▶ [Records shown]:
* * *

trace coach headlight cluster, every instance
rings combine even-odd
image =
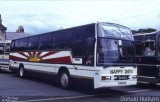
[[[101,80],[111,80],[111,76],[101,76]]]

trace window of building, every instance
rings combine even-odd
[[[52,38],[51,34],[41,35],[39,40],[39,49],[40,50],[50,49],[51,38]]]

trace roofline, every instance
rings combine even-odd
[[[156,34],[158,31],[154,31],[154,32],[151,32],[151,33],[135,33],[133,34],[133,36],[140,36],[140,35],[152,35],[152,34]]]

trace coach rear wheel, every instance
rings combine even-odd
[[[21,78],[24,78],[24,67],[23,66],[20,66],[20,68],[19,68],[19,77],[21,77]]]
[[[59,75],[59,84],[62,88],[68,89],[71,85],[71,78],[68,72],[62,71]]]

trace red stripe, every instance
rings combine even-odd
[[[25,55],[23,52],[19,52],[19,54],[23,55],[24,57],[29,58],[29,56]]]
[[[46,59],[41,60],[41,62],[48,62],[48,63],[64,63],[64,64],[71,64],[71,58],[70,56],[67,57],[60,57],[60,58],[53,58],[53,59]]]
[[[31,52],[28,52],[29,56],[32,56]]]

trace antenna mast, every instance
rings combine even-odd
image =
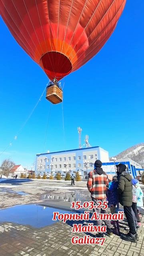
[[[82,148],[81,145],[81,133],[82,132],[82,129],[80,127],[78,127],[78,133],[79,134],[79,148]]]
[[[86,143],[86,148],[91,148],[92,146],[90,146],[90,144],[88,142],[88,135],[86,135],[85,139],[84,140],[84,141]]]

* * *

Reproduce all of the material above line for line, leaving out the pictures.

trace coach headlight cluster, every instance
rings combine even-odd
image =
[[[101,80],[111,80],[111,76],[101,76]]]

trace window of building, every instance
rings combine even-odd
[[[52,38],[51,34],[41,35],[39,40],[39,49],[40,50],[50,49],[51,38]]]

trace roofline, every instance
rings combine even-odd
[[[156,34],[158,31],[154,31],[154,32],[151,32],[151,33],[135,33],[133,34],[133,36],[140,36],[140,35],[152,35],[152,34]]]

trace coach rear wheel, every instance
rings combine even-odd
[[[21,78],[24,78],[24,67],[23,66],[20,66],[20,68],[19,68],[19,77],[21,77]]]
[[[59,75],[59,84],[62,88],[68,89],[71,85],[71,78],[68,72],[62,71]]]

trace red stripe, every instance
rings combine even-odd
[[[25,55],[23,52],[19,52],[19,54],[23,55],[24,57],[29,58],[29,56]]]
[[[46,59],[41,60],[41,62],[48,62],[48,63],[64,63],[64,64],[71,64],[71,58],[70,56],[67,57],[60,57],[60,58],[53,58],[53,59]]]
[[[31,52],[28,52],[29,56],[32,56]]]

trace antenna mast, every instance
rings combine even-odd
image =
[[[82,148],[81,145],[81,133],[82,132],[82,129],[80,127],[78,127],[78,133],[79,134],[79,148]]]
[[[86,143],[86,148],[91,148],[92,146],[90,146],[90,144],[88,142],[88,135],[86,135],[85,139],[84,140],[84,141]]]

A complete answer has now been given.